▸ **Given records**:

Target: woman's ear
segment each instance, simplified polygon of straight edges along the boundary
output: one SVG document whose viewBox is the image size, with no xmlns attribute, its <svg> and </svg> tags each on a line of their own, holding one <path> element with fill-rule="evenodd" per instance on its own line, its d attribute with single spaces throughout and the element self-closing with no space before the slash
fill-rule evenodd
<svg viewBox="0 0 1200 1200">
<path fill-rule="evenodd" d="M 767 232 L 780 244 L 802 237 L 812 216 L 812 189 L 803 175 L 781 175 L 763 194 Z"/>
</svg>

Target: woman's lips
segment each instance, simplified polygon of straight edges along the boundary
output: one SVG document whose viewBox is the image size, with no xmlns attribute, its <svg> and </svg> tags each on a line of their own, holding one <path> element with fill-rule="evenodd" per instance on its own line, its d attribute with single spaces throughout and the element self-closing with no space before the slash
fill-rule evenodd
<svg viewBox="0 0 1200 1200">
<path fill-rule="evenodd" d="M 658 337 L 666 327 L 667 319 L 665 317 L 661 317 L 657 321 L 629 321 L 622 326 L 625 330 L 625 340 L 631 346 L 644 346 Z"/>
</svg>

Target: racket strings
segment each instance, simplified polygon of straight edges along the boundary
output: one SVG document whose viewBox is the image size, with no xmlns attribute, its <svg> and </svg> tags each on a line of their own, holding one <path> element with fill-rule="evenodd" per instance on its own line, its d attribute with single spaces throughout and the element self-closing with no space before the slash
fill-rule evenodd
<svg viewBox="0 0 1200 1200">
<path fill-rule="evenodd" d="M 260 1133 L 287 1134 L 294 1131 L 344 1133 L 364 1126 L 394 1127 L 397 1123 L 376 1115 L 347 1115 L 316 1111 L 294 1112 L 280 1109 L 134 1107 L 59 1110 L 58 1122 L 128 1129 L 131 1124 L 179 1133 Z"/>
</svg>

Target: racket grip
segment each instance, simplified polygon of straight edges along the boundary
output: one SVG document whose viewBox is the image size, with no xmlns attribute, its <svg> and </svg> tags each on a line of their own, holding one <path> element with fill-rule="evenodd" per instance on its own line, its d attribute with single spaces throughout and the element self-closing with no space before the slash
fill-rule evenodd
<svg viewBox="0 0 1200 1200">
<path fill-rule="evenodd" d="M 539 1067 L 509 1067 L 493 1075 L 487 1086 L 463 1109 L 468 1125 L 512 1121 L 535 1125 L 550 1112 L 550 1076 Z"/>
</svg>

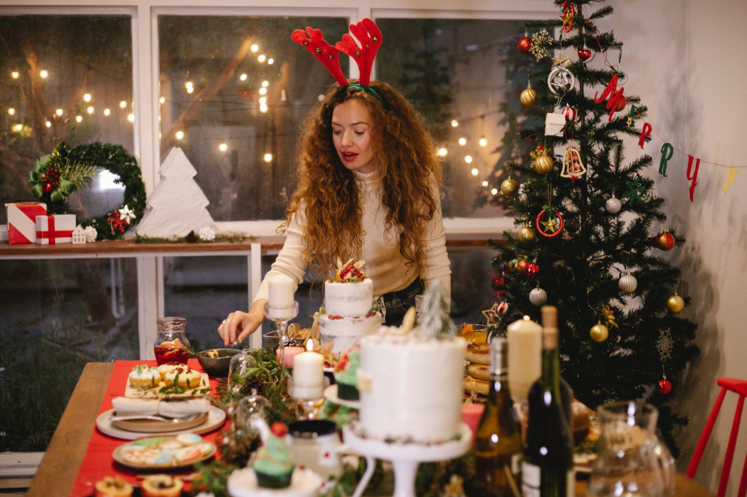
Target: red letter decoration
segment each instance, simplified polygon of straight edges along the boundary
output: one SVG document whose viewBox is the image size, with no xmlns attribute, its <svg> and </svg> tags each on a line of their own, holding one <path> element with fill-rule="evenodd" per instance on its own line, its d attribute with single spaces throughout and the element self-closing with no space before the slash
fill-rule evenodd
<svg viewBox="0 0 747 497">
<path fill-rule="evenodd" d="M 598 104 L 601 104 L 604 102 L 605 98 L 609 97 L 609 100 L 607 100 L 607 110 L 610 111 L 610 118 L 607 122 L 612 122 L 612 114 L 617 110 L 617 105 L 620 103 L 620 100 L 625 99 L 623 96 L 624 91 L 625 88 L 620 88 L 620 90 L 617 91 L 617 74 L 613 74 L 612 79 L 607 83 L 607 88 L 604 89 L 602 95 L 597 97 L 597 94 L 594 94 L 594 101 Z"/>
<path fill-rule="evenodd" d="M 659 174 L 667 177 L 667 162 L 669 162 L 674 154 L 674 147 L 669 143 L 665 143 L 661 147 L 661 162 L 659 163 Z"/>
<path fill-rule="evenodd" d="M 693 156 L 688 155 L 687 156 L 687 179 L 690 180 L 692 183 L 690 183 L 690 202 L 693 201 L 693 193 L 695 193 L 695 185 L 698 184 L 698 169 L 700 169 L 700 159 L 695 160 L 695 171 L 693 174 L 690 174 L 690 169 L 693 165 Z"/>
<path fill-rule="evenodd" d="M 651 134 L 653 128 L 649 123 L 643 123 L 643 129 L 641 130 L 641 139 L 638 140 L 638 145 L 643 148 L 643 144 L 646 142 L 646 137 Z"/>
</svg>

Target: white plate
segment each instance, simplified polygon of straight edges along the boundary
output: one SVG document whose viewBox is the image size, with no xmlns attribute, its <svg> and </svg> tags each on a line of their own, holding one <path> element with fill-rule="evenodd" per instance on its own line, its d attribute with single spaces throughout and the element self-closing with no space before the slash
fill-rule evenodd
<svg viewBox="0 0 747 497">
<path fill-rule="evenodd" d="M 231 497 L 315 497 L 324 480 L 310 469 L 296 468 L 288 488 L 260 488 L 252 468 L 237 469 L 228 477 Z"/>
<path fill-rule="evenodd" d="M 148 438 L 153 438 L 153 437 L 148 437 Z M 171 437 L 171 439 L 174 440 L 175 438 Z M 130 469 L 141 470 L 141 471 L 144 469 L 161 469 L 161 470 L 185 469 L 185 468 L 190 468 L 199 462 L 207 461 L 208 459 L 210 459 L 211 457 L 215 455 L 216 451 L 218 450 L 215 447 L 215 444 L 211 442 L 205 442 L 205 443 L 210 444 L 211 446 L 210 452 L 208 452 L 207 454 L 201 454 L 197 459 L 194 459 L 189 462 L 183 462 L 183 463 L 177 462 L 176 460 L 174 460 L 171 464 L 133 464 L 133 463 L 127 462 L 127 460 L 123 457 L 123 452 L 124 452 L 124 449 L 126 447 L 131 446 L 131 444 L 120 445 L 119 447 L 114 449 L 114 452 L 112 452 L 112 458 L 115 461 L 117 461 L 119 464 L 121 464 L 122 466 L 125 466 Z"/>
<path fill-rule="evenodd" d="M 333 404 L 339 404 L 341 406 L 350 407 L 352 409 L 360 409 L 360 400 L 345 400 L 337 397 L 337 385 L 330 385 L 324 389 L 324 398 Z"/>
<path fill-rule="evenodd" d="M 120 430 L 119 428 L 113 426 L 110 419 L 113 414 L 114 409 L 109 409 L 108 411 L 99 414 L 99 417 L 96 418 L 96 428 L 98 428 L 99 431 L 104 435 L 119 438 L 120 440 L 137 440 L 138 438 L 152 438 L 157 436 L 171 437 L 181 435 L 182 433 L 196 433 L 198 435 L 201 435 L 203 433 L 213 431 L 216 428 L 220 428 L 220 426 L 223 424 L 223 421 L 226 420 L 225 412 L 221 411 L 215 406 L 210 406 L 208 408 L 207 421 L 199 426 L 195 426 L 188 430 L 170 431 L 166 433 L 140 433 L 136 431 Z"/>
</svg>

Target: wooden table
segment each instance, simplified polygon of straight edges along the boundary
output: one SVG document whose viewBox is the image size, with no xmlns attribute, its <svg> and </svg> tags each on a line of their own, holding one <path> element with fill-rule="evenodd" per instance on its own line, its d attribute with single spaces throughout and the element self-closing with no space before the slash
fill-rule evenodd
<svg viewBox="0 0 747 497">
<path fill-rule="evenodd" d="M 113 363 L 86 364 L 31 482 L 27 493 L 29 497 L 68 495 L 72 490 L 113 369 Z M 677 475 L 676 485 L 677 497 L 712 497 L 685 475 Z M 587 482 L 577 482 L 576 495 L 584 497 L 586 487 Z"/>
</svg>

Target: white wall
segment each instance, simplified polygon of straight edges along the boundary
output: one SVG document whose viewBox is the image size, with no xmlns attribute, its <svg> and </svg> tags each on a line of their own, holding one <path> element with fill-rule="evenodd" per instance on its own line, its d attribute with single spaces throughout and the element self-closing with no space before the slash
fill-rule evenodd
<svg viewBox="0 0 747 497">
<path fill-rule="evenodd" d="M 629 73 L 626 93 L 649 106 L 648 122 L 671 143 L 703 160 L 747 166 L 747 2 L 720 0 L 613 0 L 613 28 L 625 46 L 622 69 Z M 616 60 L 616 57 L 614 57 Z M 654 157 L 657 192 L 667 201 L 667 226 L 687 244 L 667 255 L 683 271 L 680 293 L 692 306 L 683 315 L 698 323 L 700 357 L 675 383 L 679 410 L 690 425 L 678 435 L 685 471 L 718 395 L 719 377 L 747 380 L 747 172 L 737 176 L 728 195 L 721 192 L 725 172 L 701 164 L 695 201 L 685 178 L 687 157 L 675 152 L 668 177 L 658 174 L 662 142 L 654 138 L 645 153 Z M 629 143 L 628 158 L 640 149 Z M 727 395 L 696 480 L 716 492 L 736 407 Z M 732 464 L 727 495 L 736 495 L 747 453 L 747 427 Z"/>
</svg>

▸ **Task prompt**: Would you filter the records and copy out each line containing "racket"?

▸ **Solution below**:
Target: racket strings
Target: racket grip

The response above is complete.